Problem description. Rewrite the records below, changing "innermost point" to "interior point" everywhere it occurs and leaving everything else unchanged.

Named object pointing records:
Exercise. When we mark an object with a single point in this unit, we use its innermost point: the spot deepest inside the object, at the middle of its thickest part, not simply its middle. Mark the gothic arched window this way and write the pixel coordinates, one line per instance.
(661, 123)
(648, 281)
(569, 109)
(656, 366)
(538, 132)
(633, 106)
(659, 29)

Solution to this exercise.
Exercise. When we mark an object with a single point in this unit, we use its interior point: the spot deepest inside the object, at the middle of its thickest part, not simply its middle. Mark the gothic arched window this way and write the pixel coordinates, one line per instance.
(661, 123)
(648, 281)
(569, 109)
(656, 366)
(538, 132)
(633, 106)
(659, 29)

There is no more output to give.